▶ Text block
A Medicaid model that works for NC, The News and Observer

April 2013

Post Author

While reading about the Iron Lady, Margaret Thatcher, I reflected on Barbara Matula, who for many of us in the trenches of primary care was the Iron Lady of North Carolina health care.

What would Matula have said about Gov. Pat McCrory’s proposal to turn Medicaid over to for-profit insurance companies?

Matula was the director of Medicaid from 1979 to 1996, when a “hospital consortium” threatened to take over “her” Medicaid program. Although Matula’s politics were far more liberal than those of Mrs. Thatcher’s, she lived according to her inner convictions and, because of her amazing instincts, intelligence, experience and personal drive, was able to engineer the establishment of Community Care of North Carolina.

▶ What you are asked to do
According to the Medicaid article, during which years did Barbara Matula serve as director of Medicaid? The entries are unrelated to the Medicaid article.

▶ Data shown
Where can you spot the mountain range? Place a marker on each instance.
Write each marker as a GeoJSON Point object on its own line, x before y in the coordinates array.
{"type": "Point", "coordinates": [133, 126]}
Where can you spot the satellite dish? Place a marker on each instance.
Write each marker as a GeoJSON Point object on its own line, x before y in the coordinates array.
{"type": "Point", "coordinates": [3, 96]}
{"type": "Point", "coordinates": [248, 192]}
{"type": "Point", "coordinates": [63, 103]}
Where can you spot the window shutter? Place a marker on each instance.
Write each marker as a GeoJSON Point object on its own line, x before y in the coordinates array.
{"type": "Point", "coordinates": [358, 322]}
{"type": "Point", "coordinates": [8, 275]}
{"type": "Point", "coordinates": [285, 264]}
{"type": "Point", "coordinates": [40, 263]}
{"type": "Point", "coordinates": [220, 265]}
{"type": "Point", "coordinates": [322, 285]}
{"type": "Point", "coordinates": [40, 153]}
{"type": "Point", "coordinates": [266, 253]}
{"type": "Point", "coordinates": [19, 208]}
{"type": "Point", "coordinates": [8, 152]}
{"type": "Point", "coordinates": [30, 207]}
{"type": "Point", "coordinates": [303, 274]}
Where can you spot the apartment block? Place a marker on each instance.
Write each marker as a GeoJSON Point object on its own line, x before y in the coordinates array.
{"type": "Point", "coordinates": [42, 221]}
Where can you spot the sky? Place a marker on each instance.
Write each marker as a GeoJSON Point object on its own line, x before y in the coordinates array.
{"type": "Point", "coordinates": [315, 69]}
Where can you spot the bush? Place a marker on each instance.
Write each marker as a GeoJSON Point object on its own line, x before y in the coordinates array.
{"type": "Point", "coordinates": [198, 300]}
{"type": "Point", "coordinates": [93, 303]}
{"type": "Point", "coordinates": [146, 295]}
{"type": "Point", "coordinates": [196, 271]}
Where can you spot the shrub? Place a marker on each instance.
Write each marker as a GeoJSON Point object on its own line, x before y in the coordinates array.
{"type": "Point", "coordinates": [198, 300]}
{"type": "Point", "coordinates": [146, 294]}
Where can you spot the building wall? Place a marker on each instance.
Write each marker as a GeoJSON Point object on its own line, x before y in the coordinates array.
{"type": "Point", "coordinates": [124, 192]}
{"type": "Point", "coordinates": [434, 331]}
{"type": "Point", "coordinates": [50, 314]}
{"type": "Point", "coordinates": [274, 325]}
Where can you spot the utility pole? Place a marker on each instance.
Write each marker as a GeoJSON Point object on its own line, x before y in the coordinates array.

▶ Your response
From 1979 to 1996.